>> start Data provided
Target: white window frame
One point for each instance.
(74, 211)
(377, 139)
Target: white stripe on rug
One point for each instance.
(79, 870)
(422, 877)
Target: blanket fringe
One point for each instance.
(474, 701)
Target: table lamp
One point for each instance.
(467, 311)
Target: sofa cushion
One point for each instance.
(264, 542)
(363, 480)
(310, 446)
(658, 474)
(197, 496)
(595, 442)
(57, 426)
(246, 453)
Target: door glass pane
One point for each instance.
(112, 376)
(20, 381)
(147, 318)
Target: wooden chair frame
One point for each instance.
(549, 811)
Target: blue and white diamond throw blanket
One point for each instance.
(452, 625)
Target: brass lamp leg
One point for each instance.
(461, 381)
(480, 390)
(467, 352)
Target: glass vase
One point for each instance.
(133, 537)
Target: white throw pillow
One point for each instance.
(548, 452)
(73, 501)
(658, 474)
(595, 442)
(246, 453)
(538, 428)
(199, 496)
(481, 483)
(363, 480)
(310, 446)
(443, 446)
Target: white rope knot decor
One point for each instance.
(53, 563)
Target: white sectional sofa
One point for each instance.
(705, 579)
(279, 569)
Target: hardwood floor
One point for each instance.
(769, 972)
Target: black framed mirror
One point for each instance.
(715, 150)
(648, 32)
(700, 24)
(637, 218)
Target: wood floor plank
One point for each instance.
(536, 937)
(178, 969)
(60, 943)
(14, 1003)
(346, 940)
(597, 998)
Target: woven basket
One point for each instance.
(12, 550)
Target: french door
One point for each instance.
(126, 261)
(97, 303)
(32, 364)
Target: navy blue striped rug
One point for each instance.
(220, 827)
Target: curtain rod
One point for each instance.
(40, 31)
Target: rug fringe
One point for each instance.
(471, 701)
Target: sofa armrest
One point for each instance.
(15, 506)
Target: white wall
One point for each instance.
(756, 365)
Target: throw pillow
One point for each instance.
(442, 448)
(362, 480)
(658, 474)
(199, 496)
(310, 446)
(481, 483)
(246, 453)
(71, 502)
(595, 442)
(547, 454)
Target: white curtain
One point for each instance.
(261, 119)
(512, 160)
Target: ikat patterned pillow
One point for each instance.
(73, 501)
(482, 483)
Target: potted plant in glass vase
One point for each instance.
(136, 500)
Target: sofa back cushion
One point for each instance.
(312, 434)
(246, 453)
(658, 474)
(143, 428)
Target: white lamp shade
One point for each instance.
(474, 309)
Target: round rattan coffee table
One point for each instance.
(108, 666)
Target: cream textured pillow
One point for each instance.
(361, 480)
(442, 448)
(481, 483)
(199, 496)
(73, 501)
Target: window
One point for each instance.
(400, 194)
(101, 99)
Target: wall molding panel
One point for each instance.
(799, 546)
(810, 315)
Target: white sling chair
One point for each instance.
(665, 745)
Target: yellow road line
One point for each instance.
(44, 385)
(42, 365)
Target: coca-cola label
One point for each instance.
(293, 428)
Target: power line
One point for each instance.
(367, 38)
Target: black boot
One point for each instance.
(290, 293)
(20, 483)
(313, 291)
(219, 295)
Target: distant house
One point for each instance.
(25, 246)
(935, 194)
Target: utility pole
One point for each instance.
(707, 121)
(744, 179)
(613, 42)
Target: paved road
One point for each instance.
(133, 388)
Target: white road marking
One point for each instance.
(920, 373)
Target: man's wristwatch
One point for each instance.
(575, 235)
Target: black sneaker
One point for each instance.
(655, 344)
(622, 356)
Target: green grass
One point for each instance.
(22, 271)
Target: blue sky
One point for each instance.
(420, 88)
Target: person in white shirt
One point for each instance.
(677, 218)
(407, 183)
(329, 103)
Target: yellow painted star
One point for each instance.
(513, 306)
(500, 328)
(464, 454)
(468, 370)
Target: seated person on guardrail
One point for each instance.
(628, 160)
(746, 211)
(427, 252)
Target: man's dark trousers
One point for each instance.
>> end Data provided
Task objective: Each line of the material should be echoed exactly.

Exercise solution:
Target: white window frame
One point for each instance.
(74, 211)
(377, 139)
Target: white stripe on rug
One point for each instance.
(79, 870)
(422, 877)
Target: blanket fringe
One point for each instance.
(474, 701)
Target: table lamp
One point for each instance.
(467, 311)
Target: sofa cushion
One point for each instance.
(264, 542)
(363, 480)
(310, 446)
(658, 474)
(197, 496)
(595, 442)
(57, 426)
(246, 453)
Target: door glass pane
One point for each instance.
(112, 376)
(20, 381)
(147, 318)
Target: wooden chair frame
One point for each instance.
(549, 811)
Target: blue and white diamond throw blanket
One point for each instance.
(452, 625)
Target: brass lamp leg
One point for each instance.
(461, 381)
(480, 390)
(467, 352)
Target: glass vase
One point for each instance.
(133, 537)
Target: white throw pillow
One point for each instance.
(548, 452)
(73, 501)
(658, 474)
(595, 442)
(246, 453)
(538, 428)
(199, 496)
(481, 483)
(363, 480)
(310, 446)
(443, 446)
Target: white rope knot decor
One point for each instance.
(53, 563)
Target: white sectional sofa
One point for each instance.
(705, 579)
(279, 569)
Target: hardwood floor
One point for each instance.
(769, 972)
Target: black framed mirror
One point for each instance.
(715, 150)
(648, 32)
(700, 24)
(637, 218)
Target: wood floor plank
One point for each instance.
(536, 937)
(178, 969)
(60, 943)
(14, 1003)
(346, 940)
(597, 998)
Target: woven basket
One point for each instance.
(12, 550)
Target: french door
One point for each instance.
(126, 261)
(97, 303)
(32, 364)
Target: navy blue striped rug
One point for each instance.
(220, 827)
Target: curtain rod
One point for each instance.
(40, 31)
Target: rug fringe
One point for each instance.
(471, 701)
Target: sofa armrest
One point for each instance.
(15, 506)
Target: white wall
One point for each instance.
(756, 365)
Target: throw pillow
One point for each instance.
(442, 448)
(362, 480)
(658, 474)
(199, 496)
(310, 446)
(481, 483)
(246, 453)
(71, 502)
(595, 442)
(547, 454)
Target: white curtain
One point for each instance.
(261, 119)
(512, 160)
Target: ikat patterned pillow
One point for each instance.
(73, 501)
(482, 483)
Target: potted plant in glass vase
One point for each instance.
(136, 500)
Target: sofa back cushion
One point for each instance.
(312, 434)
(246, 453)
(658, 474)
(143, 428)
Target: white lamp shade
One point for each instance.
(474, 309)
Target: round rattan coffee table
One point for each instance.
(108, 666)
Target: cream textured pillow
One point for each instance.
(361, 480)
(442, 448)
(481, 483)
(199, 496)
(73, 501)
Target: window
One point for each instance.
(400, 194)
(101, 99)
Target: wall molding panel
One point for each instance.
(799, 546)
(810, 315)
Target: white sling chair
One point for each instance.
(665, 745)
Target: yellow road line
One point for each instance.
(44, 385)
(42, 365)
Target: coca-cola label
One point for each instance.
(293, 428)
Target: power line
One point for each instance.
(367, 38)
Target: black boot
One point for each instance.
(290, 293)
(20, 483)
(313, 291)
(219, 295)
Target: distant house
One point for each instance.
(25, 246)
(935, 194)
Target: utility pole
One point for each instance.
(707, 121)
(744, 179)
(613, 42)
Target: paved road
One point for each instance.
(133, 388)
Target: white road marking
One point for each instance.
(920, 373)
Target: man's wristwatch
One point for each instance.
(575, 235)
Target: black sneaker
One point for each instance.
(655, 344)
(622, 356)
Target: green grass
One point for each instance.
(22, 271)
Target: blue sky
One point for each instance.
(420, 88)
Target: person in white shirt
One point for each instance.
(677, 218)
(407, 183)
(329, 103)
Target: yellow painted star
One point for each instance.
(513, 306)
(500, 328)
(464, 454)
(468, 370)
Target: seated person on guardrail
One point for each instance.
(628, 160)
(746, 211)
(427, 252)
Target: man's dark trousers
One point for each instance.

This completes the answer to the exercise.